RECORD LIST:

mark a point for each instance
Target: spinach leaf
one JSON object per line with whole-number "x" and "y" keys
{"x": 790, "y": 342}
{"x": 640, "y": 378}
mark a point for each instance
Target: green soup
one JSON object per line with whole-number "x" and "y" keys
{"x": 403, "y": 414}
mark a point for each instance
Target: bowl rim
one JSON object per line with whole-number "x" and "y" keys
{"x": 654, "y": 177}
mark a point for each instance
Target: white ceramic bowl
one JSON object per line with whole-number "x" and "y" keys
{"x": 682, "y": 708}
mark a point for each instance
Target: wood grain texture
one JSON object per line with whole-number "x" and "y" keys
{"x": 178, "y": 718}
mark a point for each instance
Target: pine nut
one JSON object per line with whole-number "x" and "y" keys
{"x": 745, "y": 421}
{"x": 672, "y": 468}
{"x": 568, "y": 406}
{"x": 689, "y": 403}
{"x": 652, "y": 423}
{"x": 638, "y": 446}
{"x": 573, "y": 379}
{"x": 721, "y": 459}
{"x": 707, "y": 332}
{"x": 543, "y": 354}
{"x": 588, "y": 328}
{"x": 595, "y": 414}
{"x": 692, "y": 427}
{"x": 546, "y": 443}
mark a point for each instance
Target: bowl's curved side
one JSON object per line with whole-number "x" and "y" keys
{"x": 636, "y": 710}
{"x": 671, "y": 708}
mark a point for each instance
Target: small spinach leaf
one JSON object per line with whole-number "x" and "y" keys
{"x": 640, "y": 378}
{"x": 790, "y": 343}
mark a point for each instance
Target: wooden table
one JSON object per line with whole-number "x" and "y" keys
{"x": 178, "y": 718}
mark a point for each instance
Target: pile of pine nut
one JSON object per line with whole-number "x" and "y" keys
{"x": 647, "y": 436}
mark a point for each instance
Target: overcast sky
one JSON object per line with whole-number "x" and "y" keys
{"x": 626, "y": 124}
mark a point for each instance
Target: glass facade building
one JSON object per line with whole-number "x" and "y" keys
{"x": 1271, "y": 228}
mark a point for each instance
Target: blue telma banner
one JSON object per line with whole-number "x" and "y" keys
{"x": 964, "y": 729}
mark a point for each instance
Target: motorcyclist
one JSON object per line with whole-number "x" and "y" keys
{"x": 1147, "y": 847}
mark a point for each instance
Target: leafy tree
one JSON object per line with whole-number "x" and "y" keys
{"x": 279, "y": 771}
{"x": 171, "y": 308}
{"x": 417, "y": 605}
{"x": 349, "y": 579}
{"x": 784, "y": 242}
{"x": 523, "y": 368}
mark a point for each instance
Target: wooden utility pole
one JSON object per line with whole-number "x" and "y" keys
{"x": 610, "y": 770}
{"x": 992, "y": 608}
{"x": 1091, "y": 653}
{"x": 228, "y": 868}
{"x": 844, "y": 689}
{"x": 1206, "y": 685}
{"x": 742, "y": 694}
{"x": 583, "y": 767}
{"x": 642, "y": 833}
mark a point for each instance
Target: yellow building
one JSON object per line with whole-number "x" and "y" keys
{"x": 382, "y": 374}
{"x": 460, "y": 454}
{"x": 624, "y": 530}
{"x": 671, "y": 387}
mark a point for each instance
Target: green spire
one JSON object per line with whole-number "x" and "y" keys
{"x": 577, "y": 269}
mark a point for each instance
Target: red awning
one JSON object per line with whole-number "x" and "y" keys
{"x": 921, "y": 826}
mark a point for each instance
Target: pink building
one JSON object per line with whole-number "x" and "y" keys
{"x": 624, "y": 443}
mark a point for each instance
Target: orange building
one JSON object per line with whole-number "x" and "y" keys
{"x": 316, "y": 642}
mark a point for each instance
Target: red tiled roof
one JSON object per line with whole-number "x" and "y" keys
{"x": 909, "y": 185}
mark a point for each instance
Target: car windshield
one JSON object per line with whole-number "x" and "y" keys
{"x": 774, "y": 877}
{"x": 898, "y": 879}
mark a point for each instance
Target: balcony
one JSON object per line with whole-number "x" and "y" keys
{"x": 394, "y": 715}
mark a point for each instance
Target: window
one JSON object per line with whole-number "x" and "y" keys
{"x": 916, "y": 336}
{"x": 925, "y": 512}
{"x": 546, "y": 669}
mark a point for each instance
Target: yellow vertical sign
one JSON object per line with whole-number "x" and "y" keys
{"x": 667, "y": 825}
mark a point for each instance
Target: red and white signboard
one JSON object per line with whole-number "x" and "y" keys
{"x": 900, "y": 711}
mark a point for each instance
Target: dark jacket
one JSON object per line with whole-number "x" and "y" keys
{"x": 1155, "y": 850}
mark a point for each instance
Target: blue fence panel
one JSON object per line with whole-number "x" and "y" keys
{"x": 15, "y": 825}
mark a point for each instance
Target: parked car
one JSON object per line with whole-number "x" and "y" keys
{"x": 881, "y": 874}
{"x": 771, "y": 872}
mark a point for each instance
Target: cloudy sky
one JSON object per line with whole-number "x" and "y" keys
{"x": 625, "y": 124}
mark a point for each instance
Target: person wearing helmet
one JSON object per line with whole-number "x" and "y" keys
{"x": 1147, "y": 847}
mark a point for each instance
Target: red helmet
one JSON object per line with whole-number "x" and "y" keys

GIVEN REQUEST: Generate an exact reproduction of all entries.

THE ANSWER:
mark a point for each instance
Target: spinach leaf
one JSON object per line with whole-number "x" and "y" keys
{"x": 790, "y": 342}
{"x": 640, "y": 378}
mark a point for each instance
Target: green soup
one JSON object per line with whole-number "x" and "y" keys
{"x": 403, "y": 414}
mark a point for each instance
Target: bowl rim
one JSON object per line with whole-number "x" and "y" keys
{"x": 654, "y": 177}
mark a point for each instance
Target: white ceramic bowl
one JSON object per line with whole-number "x" and "y" keys
{"x": 682, "y": 708}
mark a point for each instance
Target: wood grain texture
one JSON object per line with whole-number "x" and "y" keys
{"x": 178, "y": 718}
mark a point for each instance
Target: pine nut
one JSON object per line with whole-number "x" and "y" keys
{"x": 745, "y": 421}
{"x": 672, "y": 468}
{"x": 568, "y": 406}
{"x": 689, "y": 403}
{"x": 652, "y": 423}
{"x": 638, "y": 446}
{"x": 573, "y": 379}
{"x": 721, "y": 459}
{"x": 707, "y": 332}
{"x": 543, "y": 354}
{"x": 588, "y": 328}
{"x": 595, "y": 414}
{"x": 692, "y": 427}
{"x": 546, "y": 443}
mark a point for each instance
Target: bowl's curved side
one JSON object per line with whole-number "x" and "y" keys
{"x": 636, "y": 710}
{"x": 671, "y": 708}
mark a point for each instance
Target: small spinach leaf
one JSON object per line with whole-number "x" and "y" keys
{"x": 640, "y": 378}
{"x": 790, "y": 343}
mark a point for each instance
Target: wooden table
one JSON object per line with whole-number "x" and "y" keys
{"x": 178, "y": 718}
mark a point for each instance
Target: pile of pine nut
one JSON object per line with whole-number "x" and "y" keys
{"x": 647, "y": 436}
mark a point for each instance
Target: overcast sky
one JSON object per line with whole-number "x" and "y" keys
{"x": 626, "y": 124}
mark a point for each instance
Target: glass facade building
one JSON object per line with whole-number "x" and "y" keys
{"x": 1271, "y": 228}
mark a point for each instance
Target: blue telma banner
one JSON object per line with whole-number "x" and "y" keys
{"x": 964, "y": 729}
mark a point for each instance
Target: motorcyclist
one JSON object per line with whole-number "x" and "y" keys
{"x": 1147, "y": 847}
mark a point for each instance
Target: leafy tree
one JSON object per line with whole-number "x" and "y" keys
{"x": 279, "y": 771}
{"x": 171, "y": 308}
{"x": 417, "y": 605}
{"x": 349, "y": 579}
{"x": 784, "y": 242}
{"x": 523, "y": 368}
mark a point for each instance
Target: wooden utility pole
one JSON object per line with whole-number "x" and "y" keys
{"x": 610, "y": 770}
{"x": 992, "y": 608}
{"x": 1091, "y": 653}
{"x": 228, "y": 868}
{"x": 844, "y": 689}
{"x": 1206, "y": 685}
{"x": 742, "y": 694}
{"x": 583, "y": 767}
{"x": 642, "y": 833}
mark a point for each instance
Target: yellow building
one JSON object per line with whole-number "x" and "y" keys
{"x": 382, "y": 374}
{"x": 460, "y": 454}
{"x": 624, "y": 530}
{"x": 671, "y": 387}
mark a point for each instance
Target: green spire
one JSON object per line with whole-number "x" and "y" keys
{"x": 577, "y": 269}
mark a point for each instance
Target: red awning
one JSON object per line with whole-number "x" and "y" keys
{"x": 921, "y": 826}
mark a point for each instance
Target: pink building
one JSON object per line with whole-number "x" and "y" keys
{"x": 624, "y": 443}
mark a point for each instance
Target: orange building
one JSON object per line with whole-number "x" and "y" keys
{"x": 316, "y": 642}
mark a point for each instance
Target: red tiled roof
one JSON object per line with whole-number "x" and "y" keys
{"x": 909, "y": 185}
mark a point for each instance
Target: car windshield
one JSON object per line with whole-number "x" and "y" keys
{"x": 774, "y": 877}
{"x": 898, "y": 879}
mark a point for each instance
Target: balcony
one JSON object per line with whole-number "x" and "y" keys
{"x": 394, "y": 715}
mark a point for each instance
Target: window
one JSON object per line with whole-number "x" and "y" keys
{"x": 916, "y": 336}
{"x": 925, "y": 512}
{"x": 546, "y": 669}
mark a point for each instance
Target: yellow vertical sign
one JSON object per line with whole-number "x" and "y" keys
{"x": 667, "y": 825}
mark a point for each instance
Target: red and white signboard
one JSON object per line with whole-number "x" and "y" keys
{"x": 900, "y": 711}
mark a point for each instance
Target: dark jacket
one JSON object per line with whole-number "x" and "y" keys
{"x": 1155, "y": 850}
mark a point for each instance
Target: blue fence panel
one JSON object per line with whole-number "x" and "y" keys
{"x": 15, "y": 825}
mark a point for each instance
Target: parked car
one JSON object per line with whole-number "x" and "y" keys
{"x": 881, "y": 874}
{"x": 771, "y": 872}
mark a point for each instance
Target: cloudy sky
one JSON object per line with whole-number "x" and "y" keys
{"x": 625, "y": 124}
mark a point for each instance
Target: person wearing helmet
one JSON object per line with whole-number "x" and "y" keys
{"x": 1147, "y": 847}
mark a point for each instance
Target: red helmet
one JSON object per line with whole-number "x" and "y" keys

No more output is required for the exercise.